◆ **Source extract**
+--
Comments on: “Comparison of Methods Study between a Photonic Crystal Biosensor and Certified ELISA to Measure Biomarkers of Iron Deficiency in Chronic Kidney Disease Patients”

We recently read, with great interest, the article entitled “Comparison of Methods Study between a Photonic Crystal Biosensor and Certified ELISA to Measure Biomarkers of Iron Deficiency in Chronic Kidney Disease Patients” [1]. After reading this article, we would like to address some issues.

The authors reported the total analytical error of a photonic crystal (PC) biosensor in the determination of ferritin and soluble transferrin receptor (sTfR) as biomarkers of iron deficiency anemia in chronic kidney disease (CKD) patients against certified ELISAs [1]. They calculated the inherent imprecision using Equation (1):

σ²(δ) = σ²_T+σ²_R

(1)

where σ²_T is the variance of the test method (i.e., PC) and σ²_R is the variance of the reference method (i.e., ELISA) for each biomarker, and σ²(δ) is the total inherent imprecision of the test and reference methods together [2]. Difference plots were constructed to determine whether the PC biosensor measuring each biomarker, was statistically differently or not from the ELISA method. In this test, the null hypothesis was that the measured differences for all samples are zero and the constant analytical standard deviation are presumed to be equal to σ_T + σ_R. Therefore, when the two methods are identical, it is expected that 68% of differences are distributed around 0 ± 1σ(δ), and 95% of differences are distributed between 0 ± 2σ(δ), as illustrated in the different plots [2]. In Figure 2, the authors draw the difference plot comparing serum ferritin and sTfR concentrations from hemodialysis patients using the PC biosensor against the certified ELISAs by claiming that inherent imprecision indicates the range in which the mean differences must fall in order to fail to reject the null hypothesis that there are no differences between methods. That is, 68% and 95% of the differences must fall between 0 ± 24 and 0 ± 48 ng/mL, Thus, in the case of ferritin, the PC assay’s inherent analytical imprecision was different than that of sTfR concentrations, respectively. The actual distribution of mean differences was 43% at 0 ± 1σ(δ) and 68% at 0 ± 2σ(δ). At the same time, the same trend was evaluated for sTfR biomarker, providing information about the actual distribution. The actual distribution for sTfR was 62% at 0 ± 1σ(δ) and 96% at 0 ± 2σ(δ).
+--
◆ **Data provided**
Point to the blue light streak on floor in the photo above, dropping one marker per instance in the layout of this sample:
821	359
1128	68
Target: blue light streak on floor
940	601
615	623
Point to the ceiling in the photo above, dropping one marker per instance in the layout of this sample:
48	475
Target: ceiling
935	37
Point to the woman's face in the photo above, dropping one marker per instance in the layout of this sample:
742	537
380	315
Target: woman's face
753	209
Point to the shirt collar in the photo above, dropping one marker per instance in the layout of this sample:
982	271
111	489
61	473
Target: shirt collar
+--
◆ **Task to complete**
Reproduce the passage of the commentary on the biosensor study from "We recently read, with" up to and including "address some issues.", with "issues" changed to "concerns".

◆ **Solution for this task**
We recently read, with great interest, the article entitled “Comparison of Methods Study between a Photonic Crystal Biosensor and Certified ELISA to Measure Biomarkers of Iron Deficiency in Chronic Kidney Disease Patients” [1]. After reading this article, we would like to address some concerns.